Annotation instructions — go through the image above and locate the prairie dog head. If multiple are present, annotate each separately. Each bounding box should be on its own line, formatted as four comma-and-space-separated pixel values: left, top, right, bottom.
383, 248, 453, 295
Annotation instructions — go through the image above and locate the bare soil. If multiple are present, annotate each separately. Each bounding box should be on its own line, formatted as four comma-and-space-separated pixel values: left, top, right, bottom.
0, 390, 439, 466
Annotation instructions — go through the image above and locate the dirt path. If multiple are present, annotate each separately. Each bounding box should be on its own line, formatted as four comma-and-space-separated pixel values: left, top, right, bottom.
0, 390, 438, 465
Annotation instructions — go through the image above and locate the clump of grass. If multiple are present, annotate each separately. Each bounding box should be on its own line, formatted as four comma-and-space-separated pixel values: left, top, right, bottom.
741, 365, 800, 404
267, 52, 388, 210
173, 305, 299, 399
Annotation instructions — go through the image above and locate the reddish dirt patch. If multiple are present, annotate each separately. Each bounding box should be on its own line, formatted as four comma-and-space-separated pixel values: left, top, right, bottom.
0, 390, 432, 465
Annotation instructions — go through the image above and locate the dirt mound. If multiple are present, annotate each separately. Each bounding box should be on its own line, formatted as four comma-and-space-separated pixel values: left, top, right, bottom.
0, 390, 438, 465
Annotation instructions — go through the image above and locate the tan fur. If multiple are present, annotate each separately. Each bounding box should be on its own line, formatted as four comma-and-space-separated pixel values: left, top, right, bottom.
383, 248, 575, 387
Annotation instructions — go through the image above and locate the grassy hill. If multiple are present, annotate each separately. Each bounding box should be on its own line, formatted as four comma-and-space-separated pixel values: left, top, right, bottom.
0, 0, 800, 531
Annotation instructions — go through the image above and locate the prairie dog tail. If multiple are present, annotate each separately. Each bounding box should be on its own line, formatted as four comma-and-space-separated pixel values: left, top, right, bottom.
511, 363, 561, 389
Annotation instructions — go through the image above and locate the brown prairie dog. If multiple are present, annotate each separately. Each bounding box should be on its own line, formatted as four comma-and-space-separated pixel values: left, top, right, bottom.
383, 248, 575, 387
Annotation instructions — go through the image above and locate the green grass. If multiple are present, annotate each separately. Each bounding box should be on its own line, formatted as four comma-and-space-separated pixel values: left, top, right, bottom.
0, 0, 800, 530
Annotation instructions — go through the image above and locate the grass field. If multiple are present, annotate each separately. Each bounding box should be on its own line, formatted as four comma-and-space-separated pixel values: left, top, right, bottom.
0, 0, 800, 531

● WHAT IS ASKED
Copy every one of the records above word for word, changing nothing.

● ANSWER TO THE EXERCISE
Annotation instructions — go through the image above and locate the prairie dog head. If multiple are present, annotate each separately. Each bounding box should be on its own line, formatted as four comma-and-space-separated pixel values: left, top, right, bottom.
383, 248, 453, 295
Annotation instructions — go through the image above and locate the bare soil. If multiple are present, annotate each separately. Each bounding box should be on its own line, formatted as four comma-and-space-separated pixel values: left, top, right, bottom.
0, 390, 439, 466
Annotation instructions — go through the image above and locate the dirt path. If multiple are present, annotate each separately. Each bounding box should be on its own line, formatted as four comma-and-space-separated pixel values: left, top, right, bottom.
0, 390, 438, 465
Annotation instructions — go through the image above and locate the clump of grass. If multiple are present, annotate each separately. Each bounding box should be on its own line, formatted as four comma-and-space-separated pixel values: left, top, right, bottom.
741, 365, 800, 404
267, 52, 388, 210
173, 305, 299, 399
Annotation instructions — go through the image above and locate the reddish dirt patch. If multiple are present, annotate each separately. Each bounding box should be on its own line, formatted as four comma-and-space-separated pixel values: left, top, right, bottom.
0, 390, 432, 465
Annotation instructions — go through the image above and locate the dirt mound. If multiple are present, annotate each separately. Each bounding box should be on its own line, formatted as four comma-and-space-separated pixel values: left, top, right, bottom.
0, 390, 438, 465
Annotation instructions — go through the image above and locate the tan fur. If multiple are present, annotate each separately. Each bounding box should be on its own line, formatted as four comma-and-space-separated pixel values: left, top, right, bottom.
383, 248, 575, 387
Annotation instructions — go through the image above and locate the grassy hill. If multiple are present, annotate each separately. Each bounding box should be on its own line, formatted as four comma-and-space-separated pixel values: left, top, right, bottom.
0, 0, 800, 531
Annotation instructions — go through the image above and locate the prairie dog tail. If multiple are present, annotate each separately. Each bounding box should be on its own line, formatted as four comma-and-space-separated pixel values: left, top, right, bottom.
511, 363, 561, 389
Annotation instructions — go through the image above and locate the brown prairie dog. If multiple are present, annotate each separately. Each bounding box should be on its own line, formatted as four comma-and-space-separated pixel values: left, top, right, bottom.
383, 248, 575, 387
Annotation instructions — go through the image above and locate the green grass. If multiple are present, annotate each separately. Each bounding box should be on its own line, formatted as four comma-and-space-separated pixel values: left, top, right, bottom.
0, 0, 800, 530
Annotation instructions — go through the image above and locate the grass field. If multiple are present, annotate each separately. Each bounding box should be on its own line, formatted as four comma-and-space-separated pixel values: left, top, right, bottom.
0, 0, 800, 531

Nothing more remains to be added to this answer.